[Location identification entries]

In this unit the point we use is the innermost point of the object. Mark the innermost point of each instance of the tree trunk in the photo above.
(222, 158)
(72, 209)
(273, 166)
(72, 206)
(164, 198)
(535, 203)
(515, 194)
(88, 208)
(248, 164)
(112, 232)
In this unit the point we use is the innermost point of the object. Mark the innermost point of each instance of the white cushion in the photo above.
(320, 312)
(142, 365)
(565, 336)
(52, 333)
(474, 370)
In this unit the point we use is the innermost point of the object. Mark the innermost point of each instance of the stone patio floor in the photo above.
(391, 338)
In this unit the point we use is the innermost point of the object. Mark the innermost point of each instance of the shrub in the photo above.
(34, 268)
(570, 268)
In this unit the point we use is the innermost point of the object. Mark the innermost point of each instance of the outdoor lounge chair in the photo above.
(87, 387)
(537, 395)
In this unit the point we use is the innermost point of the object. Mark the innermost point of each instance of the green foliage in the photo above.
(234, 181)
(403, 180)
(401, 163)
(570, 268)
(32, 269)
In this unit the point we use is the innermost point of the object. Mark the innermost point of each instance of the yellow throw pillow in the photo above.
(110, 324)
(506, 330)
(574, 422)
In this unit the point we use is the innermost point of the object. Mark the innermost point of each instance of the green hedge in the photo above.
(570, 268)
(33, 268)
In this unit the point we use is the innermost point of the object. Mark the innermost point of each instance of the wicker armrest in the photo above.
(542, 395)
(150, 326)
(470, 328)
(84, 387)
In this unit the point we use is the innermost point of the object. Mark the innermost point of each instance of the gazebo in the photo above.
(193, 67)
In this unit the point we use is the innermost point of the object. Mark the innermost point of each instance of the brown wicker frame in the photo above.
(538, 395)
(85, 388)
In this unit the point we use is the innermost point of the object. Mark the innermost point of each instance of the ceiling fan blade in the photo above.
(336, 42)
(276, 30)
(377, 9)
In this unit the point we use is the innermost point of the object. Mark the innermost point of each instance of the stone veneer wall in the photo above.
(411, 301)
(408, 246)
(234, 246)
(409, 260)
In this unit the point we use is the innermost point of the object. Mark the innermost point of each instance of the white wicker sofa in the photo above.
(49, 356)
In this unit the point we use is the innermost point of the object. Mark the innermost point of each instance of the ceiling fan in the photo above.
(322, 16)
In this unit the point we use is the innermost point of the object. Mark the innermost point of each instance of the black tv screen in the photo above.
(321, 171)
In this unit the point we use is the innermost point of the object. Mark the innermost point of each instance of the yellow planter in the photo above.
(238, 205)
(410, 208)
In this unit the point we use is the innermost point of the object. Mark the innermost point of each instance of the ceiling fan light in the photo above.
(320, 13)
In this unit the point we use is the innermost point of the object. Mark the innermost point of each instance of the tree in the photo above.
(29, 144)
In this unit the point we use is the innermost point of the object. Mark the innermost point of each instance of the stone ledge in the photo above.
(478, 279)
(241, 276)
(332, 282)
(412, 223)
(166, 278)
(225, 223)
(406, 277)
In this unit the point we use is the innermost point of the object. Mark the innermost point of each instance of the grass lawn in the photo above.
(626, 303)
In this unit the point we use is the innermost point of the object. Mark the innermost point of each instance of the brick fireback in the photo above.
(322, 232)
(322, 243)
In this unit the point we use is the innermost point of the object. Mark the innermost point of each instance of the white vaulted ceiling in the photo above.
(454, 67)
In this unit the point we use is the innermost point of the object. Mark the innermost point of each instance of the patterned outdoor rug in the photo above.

## Directions for this task
Could you write out again only the part of the items that opens with the line containing "light in the photo above." and runs through the last item, both ends included, keeping every line and shifting each answer coordinate by adding -55 to it?

## Solution to the problem
In this unit the point we use is the innermost point of the object. Mark the innermost point of each instance of the ceiling fan light in the photo above.
(265, -42)
In this unit the point we use is the innermost point of the object. Mark the innermost point of each instance of the tree in the photo above.
(-26, 89)
In this unit the point we use is the innermost point of the object. Mark the innermost point of each instance of the stone ledge in the photo above.
(423, 224)
(186, 221)
(277, 227)
(357, 168)
(111, 223)
(170, 168)
(351, 222)
In this unit the point we use is the innermost point of the object. Mark the innermost point of each instance of the grass lawn in the photo above.
(571, 248)
In this unit the point we use is the innermost point of the object. Mark the innermost point of each instance of the brick fireback in the photo above.
(267, 177)
(267, 188)
In this unit the point we use is the innermost point of the object. Mark the innermost point of each instance of the white vaulted ceiling in the photo above.
(399, 12)
In this unit the point we use is the innermost point of the object. Mark the innermost point of each instance of the patterned outdoor rug in the photo above.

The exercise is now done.